*SHORT EXERCISE*. Turn every line of the records below into a numbered list, leaving out any blank lines.

*RECORDS*.
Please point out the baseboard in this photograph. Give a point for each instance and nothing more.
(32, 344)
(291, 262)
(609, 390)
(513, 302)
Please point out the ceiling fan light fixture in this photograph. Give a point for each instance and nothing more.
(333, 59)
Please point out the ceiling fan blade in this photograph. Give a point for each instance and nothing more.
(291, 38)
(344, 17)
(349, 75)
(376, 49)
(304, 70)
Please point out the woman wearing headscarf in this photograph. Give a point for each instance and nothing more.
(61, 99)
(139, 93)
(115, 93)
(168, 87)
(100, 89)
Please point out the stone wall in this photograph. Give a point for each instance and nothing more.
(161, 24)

*TASK RESULT*.
1. Please point out the baseboard in this photograph. Give a point for each instance and nothing more.
2. (32, 344)
3. (291, 262)
4. (609, 390)
5. (513, 302)
6. Please point out the ceiling fan light fixture in this photograph. Give a point for each instance and nothing more.
7. (333, 59)
8. Please point out the ceiling fan blade in this photograph. Give a point for each instance and nothing more.
9. (291, 38)
10. (344, 17)
11. (349, 75)
12. (376, 49)
13. (304, 70)
14. Please point out the woman wearing headscarf in this photograph. Give a point for each instance and nothing more.
15. (61, 99)
16. (139, 93)
17. (115, 93)
18. (168, 87)
19. (100, 89)
20. Please point out the stone wall in this photograph. Give a point for each instance and nothing more.
21. (161, 24)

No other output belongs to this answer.